━━━ INPUT MATERIAL ━━━
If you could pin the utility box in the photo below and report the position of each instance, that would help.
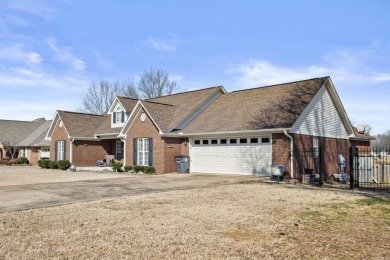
(182, 163)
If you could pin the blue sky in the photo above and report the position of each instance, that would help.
(51, 51)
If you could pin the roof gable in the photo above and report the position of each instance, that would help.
(77, 125)
(270, 107)
(167, 112)
(320, 118)
(37, 137)
(126, 103)
(16, 131)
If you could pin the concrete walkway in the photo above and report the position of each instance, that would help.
(21, 197)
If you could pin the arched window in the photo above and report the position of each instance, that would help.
(118, 116)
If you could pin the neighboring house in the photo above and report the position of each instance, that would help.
(27, 136)
(242, 132)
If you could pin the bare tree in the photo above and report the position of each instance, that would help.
(11, 148)
(100, 95)
(130, 90)
(382, 140)
(156, 83)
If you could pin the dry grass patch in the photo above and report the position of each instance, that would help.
(245, 221)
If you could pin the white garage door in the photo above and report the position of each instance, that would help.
(247, 156)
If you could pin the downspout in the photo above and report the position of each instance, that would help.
(71, 150)
(291, 153)
(124, 150)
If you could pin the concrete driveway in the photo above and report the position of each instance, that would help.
(37, 195)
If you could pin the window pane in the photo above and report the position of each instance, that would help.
(243, 141)
(265, 140)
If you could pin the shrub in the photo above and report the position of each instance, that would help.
(44, 164)
(53, 165)
(22, 160)
(117, 166)
(138, 168)
(144, 169)
(128, 168)
(63, 164)
(149, 170)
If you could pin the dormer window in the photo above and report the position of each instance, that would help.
(118, 116)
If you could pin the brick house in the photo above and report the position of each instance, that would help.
(241, 132)
(27, 136)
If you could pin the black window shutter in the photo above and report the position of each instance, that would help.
(56, 151)
(135, 151)
(150, 151)
(64, 151)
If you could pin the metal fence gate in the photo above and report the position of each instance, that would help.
(370, 168)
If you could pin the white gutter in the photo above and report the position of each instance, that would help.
(70, 151)
(291, 153)
(124, 151)
(180, 134)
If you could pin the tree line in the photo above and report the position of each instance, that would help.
(152, 83)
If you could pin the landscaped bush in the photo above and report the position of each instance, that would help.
(144, 169)
(44, 164)
(128, 168)
(138, 168)
(117, 166)
(53, 164)
(149, 170)
(63, 164)
(22, 160)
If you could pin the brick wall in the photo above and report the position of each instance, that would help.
(33, 155)
(280, 151)
(331, 148)
(164, 149)
(174, 147)
(87, 153)
(145, 129)
(59, 134)
(361, 144)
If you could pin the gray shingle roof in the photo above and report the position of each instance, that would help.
(277, 106)
(37, 137)
(168, 111)
(81, 124)
(24, 133)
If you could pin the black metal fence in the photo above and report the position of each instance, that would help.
(370, 168)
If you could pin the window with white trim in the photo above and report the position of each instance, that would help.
(315, 147)
(118, 150)
(60, 150)
(119, 115)
(143, 151)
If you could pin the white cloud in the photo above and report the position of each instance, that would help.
(36, 108)
(19, 53)
(65, 55)
(164, 45)
(342, 66)
(27, 78)
(39, 8)
(176, 77)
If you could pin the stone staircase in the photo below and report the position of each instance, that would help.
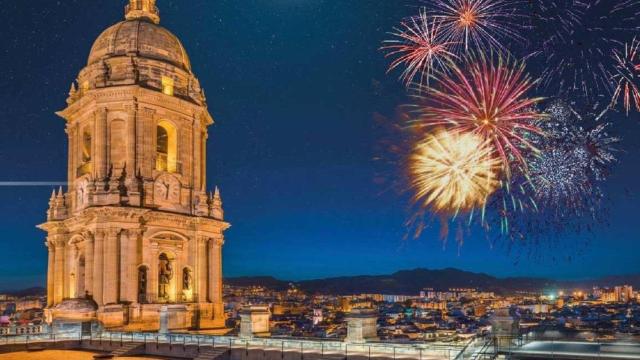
(128, 350)
(210, 353)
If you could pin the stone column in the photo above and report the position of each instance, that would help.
(58, 271)
(110, 266)
(197, 147)
(123, 266)
(100, 142)
(203, 164)
(88, 263)
(152, 288)
(131, 265)
(98, 269)
(71, 164)
(146, 150)
(131, 141)
(201, 269)
(71, 286)
(50, 274)
(215, 270)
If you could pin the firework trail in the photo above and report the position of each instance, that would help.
(573, 160)
(478, 25)
(627, 76)
(453, 171)
(574, 40)
(486, 98)
(418, 45)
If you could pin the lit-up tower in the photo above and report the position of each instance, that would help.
(136, 229)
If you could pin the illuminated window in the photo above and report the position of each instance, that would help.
(166, 147)
(86, 146)
(167, 85)
(85, 164)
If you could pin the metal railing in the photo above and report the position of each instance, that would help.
(336, 349)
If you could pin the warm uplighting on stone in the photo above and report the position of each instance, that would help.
(136, 230)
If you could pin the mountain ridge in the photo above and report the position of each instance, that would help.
(411, 282)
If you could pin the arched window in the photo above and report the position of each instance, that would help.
(117, 144)
(166, 147)
(85, 157)
(86, 146)
(142, 284)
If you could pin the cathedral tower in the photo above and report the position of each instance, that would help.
(136, 229)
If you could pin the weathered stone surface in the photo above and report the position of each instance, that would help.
(136, 229)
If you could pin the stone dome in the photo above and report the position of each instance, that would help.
(143, 38)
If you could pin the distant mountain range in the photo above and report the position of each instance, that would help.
(409, 282)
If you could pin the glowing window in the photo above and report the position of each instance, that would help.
(86, 146)
(166, 147)
(167, 85)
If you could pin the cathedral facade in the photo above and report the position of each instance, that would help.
(136, 232)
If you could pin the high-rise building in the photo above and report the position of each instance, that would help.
(136, 230)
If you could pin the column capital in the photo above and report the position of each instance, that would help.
(112, 232)
(99, 234)
(217, 240)
(87, 234)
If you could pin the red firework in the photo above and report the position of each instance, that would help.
(627, 76)
(488, 98)
(419, 47)
(478, 24)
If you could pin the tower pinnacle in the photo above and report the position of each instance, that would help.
(138, 9)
━━━
→ WHAT TO WORK ON:
Starting with the top line, write out all the data above exactly; keep the pictures out.

→ EXPECTED ANSWER:
If you could pin the utility box in the photo below and report the position of each instance, that would help.
(182, 163)
If you could pin the blue sky in the photo above and report the position of each instance, that would help.
(51, 51)
If you could pin the roof gable in the photo above and report the position of each instance, that would help.
(77, 125)
(270, 107)
(167, 112)
(320, 118)
(37, 137)
(126, 103)
(16, 131)
If you could pin the concrete walkway in the photo above and report the position of each instance, that would help.
(21, 197)
If you could pin the arched window in the photo above and report the position of each instance, that would help.
(118, 116)
If you could pin the neighboring house in the photo above and report the position of each instance, that would help.
(27, 136)
(242, 132)
If you could pin the bare tree in the photo above and report the position of each instance, that would help.
(11, 148)
(100, 95)
(130, 90)
(382, 140)
(156, 83)
If you could pin the dry grass patch in the photo above and report the position of each instance, that would help.
(245, 221)
If you could pin the white garage door in the photo above and report the position of each instance, that would help.
(247, 156)
If you could pin the downspout in the photo above and report the position of each instance, that would help.
(71, 150)
(291, 153)
(124, 150)
If you could pin the concrete driveway in the photo above and report the position of each instance, that would help.
(37, 195)
If you could pin the window pane in the photo above and report the position of each instance, that would help.
(243, 141)
(265, 140)
If you could pin the shrub in the photo above and report the position of each instance, that would help.
(44, 164)
(53, 165)
(22, 160)
(117, 166)
(138, 168)
(144, 169)
(128, 168)
(63, 164)
(149, 170)
If you could pin the dormer window in the photo above and report the position of each instance, that would help.
(118, 116)
If you could pin the brick house in the photo above and report the position of each instance, that would help.
(241, 132)
(27, 136)
If you could pin the black window shutter in the photo above and report the position of each instance, that would help.
(56, 151)
(135, 151)
(150, 151)
(64, 151)
If you could pin the metal fence gate in the photo above and report the position of each instance, that would help.
(370, 168)
If you could pin the white gutter in the photo above and report the position of each instance, that would help.
(70, 151)
(291, 153)
(124, 151)
(180, 134)
If you could pin the tree line in the photo above and report the position of each instance, that would help.
(152, 83)
If you could pin the landscaped bush in the photo above and report the position of each instance, that would help.
(144, 169)
(44, 164)
(128, 168)
(138, 168)
(117, 166)
(53, 164)
(149, 170)
(63, 164)
(22, 160)
If you could pin the brick wall in the photo above and report the position of each instance, that would help.
(33, 155)
(280, 151)
(331, 148)
(164, 149)
(174, 147)
(87, 153)
(145, 129)
(59, 134)
(361, 144)
If you could pin the gray shingle roof in the photo above and report the position of each instance, that would help.
(277, 106)
(37, 137)
(168, 111)
(81, 124)
(24, 133)
If you could pin the black metal fence in the photo above and report the position of each instance, that would help.
(370, 168)
If you could pin the window with white trim in the photo above and report the position of each instance, that would help.
(315, 147)
(118, 150)
(60, 150)
(119, 115)
(143, 151)
If you could pin the white cloud in the photo above and report the position of each instance, that would help.
(36, 108)
(19, 53)
(65, 55)
(164, 45)
(342, 66)
(27, 78)
(39, 8)
(176, 77)
If you could pin the stone staircase in the photo below and report the position of each instance, that would help.
(128, 350)
(210, 353)
If you could pin the stone column in the photo above and report the position of each instance, that would help.
(58, 271)
(110, 266)
(197, 147)
(123, 266)
(100, 142)
(203, 164)
(88, 263)
(152, 288)
(131, 265)
(98, 269)
(71, 164)
(146, 150)
(131, 141)
(201, 269)
(71, 286)
(50, 274)
(215, 270)
If you could pin the firework trail in the photo above and report the position of each instance, that would help.
(573, 160)
(478, 25)
(627, 76)
(453, 171)
(574, 40)
(486, 98)
(418, 45)
If you could pin the lit-up tower in the photo above and report the position of each instance, that would help.
(136, 229)
If you could pin the illuminated window in the photo above and report the position of each instance, that would help.
(166, 147)
(86, 146)
(167, 85)
(85, 164)
If you could pin the metal railing in the photo above and report the position of each instance, that would help.
(336, 349)
If you could pin the warm uplighting on stone in the photo above and report the position of each instance, that would help.
(136, 230)
If you could pin the mountain ridge in the photo above and report the position of each instance, that would help.
(411, 282)
If you could pin the arched window in the photo above and report the position of each instance, that would help.
(117, 144)
(166, 147)
(85, 157)
(86, 146)
(142, 284)
If you could pin the cathedral tower in the photo above and report the position of each instance, that would help.
(136, 229)
If you could pin the weathered stone surface in the photo above and report the position of each instance, that would help.
(136, 229)
If you could pin the stone dome in the photo above and report the position of each instance, that would help.
(143, 38)
If you could pin the distant mountain range in the photo above and report the position of each instance, that would help.
(409, 282)
If you could pin the glowing window in the photo above and report the position of each instance, that would help.
(86, 146)
(166, 147)
(167, 85)
If you could pin the cathedral facade in the photo above and report the position of each instance, that would help.
(136, 232)
If you could pin the high-rise building in the photo above and report the position of each instance, that would help.
(136, 230)
If you could pin the column capital in the photo above and report the position of each instance, that would help.
(112, 232)
(99, 234)
(217, 240)
(87, 234)
If you could pin the red firework in the photo above and report the position of each instance, that would help.
(627, 76)
(488, 98)
(419, 47)
(478, 24)
If you could pin the tower pinnacle in the photo above and report the position of each instance, that would help.
(138, 9)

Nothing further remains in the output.